PROVIDED MATERIAL |
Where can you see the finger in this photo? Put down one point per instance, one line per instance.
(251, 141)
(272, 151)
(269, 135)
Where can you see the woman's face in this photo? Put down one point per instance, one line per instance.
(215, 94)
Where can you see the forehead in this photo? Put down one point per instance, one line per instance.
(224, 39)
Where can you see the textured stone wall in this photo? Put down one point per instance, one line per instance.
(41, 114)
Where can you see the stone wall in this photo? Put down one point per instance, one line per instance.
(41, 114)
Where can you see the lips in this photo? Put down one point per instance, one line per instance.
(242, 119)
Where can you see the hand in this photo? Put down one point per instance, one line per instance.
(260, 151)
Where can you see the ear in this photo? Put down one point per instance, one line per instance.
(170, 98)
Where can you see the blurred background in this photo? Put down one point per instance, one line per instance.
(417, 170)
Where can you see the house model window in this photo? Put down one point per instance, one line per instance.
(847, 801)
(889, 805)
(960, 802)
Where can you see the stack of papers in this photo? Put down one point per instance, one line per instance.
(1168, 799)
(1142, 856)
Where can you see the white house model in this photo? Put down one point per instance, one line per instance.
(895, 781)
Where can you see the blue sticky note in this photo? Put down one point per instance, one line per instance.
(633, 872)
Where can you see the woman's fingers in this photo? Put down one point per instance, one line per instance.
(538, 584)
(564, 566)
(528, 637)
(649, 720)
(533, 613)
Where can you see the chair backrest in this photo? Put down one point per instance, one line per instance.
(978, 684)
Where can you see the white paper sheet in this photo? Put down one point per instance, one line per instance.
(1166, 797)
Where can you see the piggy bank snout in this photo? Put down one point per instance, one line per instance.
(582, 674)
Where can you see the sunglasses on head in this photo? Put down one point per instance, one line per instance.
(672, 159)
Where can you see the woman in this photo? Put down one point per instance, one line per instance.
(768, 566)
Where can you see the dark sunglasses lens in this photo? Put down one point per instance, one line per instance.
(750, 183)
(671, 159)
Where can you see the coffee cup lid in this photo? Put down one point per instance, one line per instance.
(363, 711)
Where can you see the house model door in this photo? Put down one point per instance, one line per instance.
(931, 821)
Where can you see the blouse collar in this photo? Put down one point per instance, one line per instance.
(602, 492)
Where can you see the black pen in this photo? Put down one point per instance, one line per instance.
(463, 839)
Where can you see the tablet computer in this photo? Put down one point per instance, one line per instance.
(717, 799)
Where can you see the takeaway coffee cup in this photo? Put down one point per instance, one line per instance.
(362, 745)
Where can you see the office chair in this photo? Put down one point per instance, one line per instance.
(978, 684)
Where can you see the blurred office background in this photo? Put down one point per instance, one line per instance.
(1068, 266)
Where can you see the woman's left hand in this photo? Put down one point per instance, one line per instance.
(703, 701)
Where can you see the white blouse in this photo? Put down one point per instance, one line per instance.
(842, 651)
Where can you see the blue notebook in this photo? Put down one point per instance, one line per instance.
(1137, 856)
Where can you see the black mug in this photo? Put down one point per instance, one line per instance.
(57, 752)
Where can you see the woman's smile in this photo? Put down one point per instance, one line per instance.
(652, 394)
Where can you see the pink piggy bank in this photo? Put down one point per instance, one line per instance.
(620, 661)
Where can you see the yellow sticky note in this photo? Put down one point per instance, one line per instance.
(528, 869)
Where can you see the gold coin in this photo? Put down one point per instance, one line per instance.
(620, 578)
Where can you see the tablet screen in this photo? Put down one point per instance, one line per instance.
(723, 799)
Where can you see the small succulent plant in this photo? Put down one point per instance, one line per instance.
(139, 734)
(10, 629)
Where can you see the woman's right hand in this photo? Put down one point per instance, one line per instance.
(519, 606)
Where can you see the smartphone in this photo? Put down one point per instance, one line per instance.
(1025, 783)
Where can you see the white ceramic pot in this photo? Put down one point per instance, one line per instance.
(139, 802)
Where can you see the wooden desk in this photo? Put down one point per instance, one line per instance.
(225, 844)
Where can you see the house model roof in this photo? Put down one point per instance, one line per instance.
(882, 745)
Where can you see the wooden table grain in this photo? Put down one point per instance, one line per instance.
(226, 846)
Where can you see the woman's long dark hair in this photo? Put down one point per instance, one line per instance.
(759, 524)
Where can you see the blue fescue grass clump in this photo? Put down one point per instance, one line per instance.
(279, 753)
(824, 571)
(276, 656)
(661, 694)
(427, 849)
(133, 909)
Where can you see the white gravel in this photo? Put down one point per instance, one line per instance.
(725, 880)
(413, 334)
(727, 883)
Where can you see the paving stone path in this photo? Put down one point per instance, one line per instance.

EXERCISE AIM |
Every line of the data above belongs in the answer, unchanged.

ANSWER TO THIS TASK |
Where can you see the finger in this photo? Put down one point per instance, one line per instance.
(251, 141)
(272, 151)
(269, 135)
Where can you see the woman's face in this photo? Put down one point per instance, one line per instance.
(215, 94)
Where can you see the forehead in this photo? Put down one point per instance, one line per instance.
(224, 39)
Where can you see the textured stone wall in this photo? Put down one point per instance, one line per instance.
(41, 114)
Where can you see the stone wall in this photo? Put down one point per instance, one line per instance.
(41, 114)
Where can you see the lips in this photo? Put down one point per instance, one line per instance.
(242, 119)
Where can you see the hand in this photo? Put down one point per instance, one line per instance.
(260, 151)
Where can you see the ear in this photo? Put down one point per instance, one line per instance.
(170, 98)
Where can you see the blurred background in this photo? Put down one point per instance, one line per instance.
(417, 170)
Where can you see the house model window in this photo? Put down one point per instance, one line per instance.
(847, 801)
(889, 805)
(960, 802)
Where can you see the stack of papers in this photo? Put down one point per instance, one line per instance.
(1168, 799)
(1142, 856)
Where can you see the white house model in this photo? Put down one point per instance, one line per instance.
(895, 781)
Where can you see the blue sticky note in this photo? Put down one point per instance, one line per instance.
(633, 872)
Where can you see the woman's fingers in this photo? Put down one point per instance, one line per instance.
(538, 584)
(564, 566)
(528, 637)
(649, 720)
(533, 613)
Where can you see the chair backrest in this photo? Put down one point per instance, one line per instance.
(978, 684)
Where can you see the white paper sheet in this photo? Put down one point per instance, one line per instance.
(1166, 797)
Where can you see the piggy bank snout in this photo? Put down one point per instance, one line per instance.
(582, 674)
Where can you see the sunglasses on head in this photo? Put down one point per instance, one line per instance.
(672, 159)
Where can you see the woman in this photo? Put down one point per instance, one line per instance.
(768, 566)
Where can you see the dark sunglasses lens in this photo? Put down one point per instance, one line per instance.
(750, 183)
(671, 159)
Where can you see the coffee cup lid in this photo? Put down one point per instance, one line per instance.
(363, 711)
Where can you see the house model door in this photo? Put down one point per instance, one line per instance.
(931, 821)
Where can you see the blouse collar in this photo? Put down one point per instance, one line per instance.
(602, 492)
Where can you see the black pen in this photo? Put down one point per instance, one line per instance.
(463, 839)
Where can you see the tablet computer in this photo? Put down one point per instance, one line per instance.
(717, 799)
Where can you see the takeaway coffee cup in this photo? Put down one point per instance, one line per instance.
(362, 745)
Where can you see the office chair in this photo? Put down one point per instance, one line per instance.
(978, 684)
Where can you see the blurred office background in this photo? Put down one point per instance, one line per instance.
(1068, 266)
Where can you see the woman's left hand in this photo? Put down one point per instance, one line per instance.
(703, 701)
Where can you see the white blouse in this photo? Put down one point per instance, one line per instance.
(842, 651)
Where can you see the blue notebook in this photo? Put down one point per instance, one line per instance.
(1137, 856)
Where can you see the black mug in this photo? Put down one point per instance, one line per instance.
(57, 752)
Where can you see the woman's smile in this photo? Put down one point per instance, one line per instance.
(652, 394)
Where can you see the pink piggy bank in this photo? Put down one point per instance, one line per instance.
(620, 661)
Where can you see the yellow sticky note in this photo? Put down one point per instance, one line per instance.
(528, 869)
Where can you see the gold coin in this photo? Put down one point per instance, one line per instance.
(620, 578)
Where can you see the tablet screen in this photo? Put down one point per instance, one line per instance.
(723, 799)
Where can you see the small succulent plant in this photo? Put down one point per instance, one line per instance.
(139, 734)
(10, 629)
Where can you see the woman's right hand in this photo? Put down one point per instance, one line per instance.
(519, 606)
Where can you see the smartphone in this photo? Put down one point per instance, one line per instance.
(1025, 783)
Where can you see the white ceramic pot in this photo? Put down one point per instance, one line per instance.
(139, 802)
Where can you see the wooden desk in this photo? Put down one point per instance, one line per instance.
(225, 844)
Where can you see the house model roof in this photo? Put down one point per instance, one line per instance.
(882, 745)
Where can you see the wooden table grain in this photo? Put down one point per instance, one line per instance.
(226, 846)
Where can you see the woman's long dark hair in this photo? Put down one point per instance, one line per instance.
(759, 524)
Where can you see the blue fescue grass clump in this photo? Put down one point per instance, one line per instance.
(279, 753)
(824, 571)
(276, 656)
(661, 694)
(427, 849)
(133, 909)
Where can you see the white gravel in this photo? Put down one point per instance, one line per instance.
(725, 880)
(413, 334)
(727, 883)
Where can you see the paving stone path in this photo? Put down one point per instance, one line per instance.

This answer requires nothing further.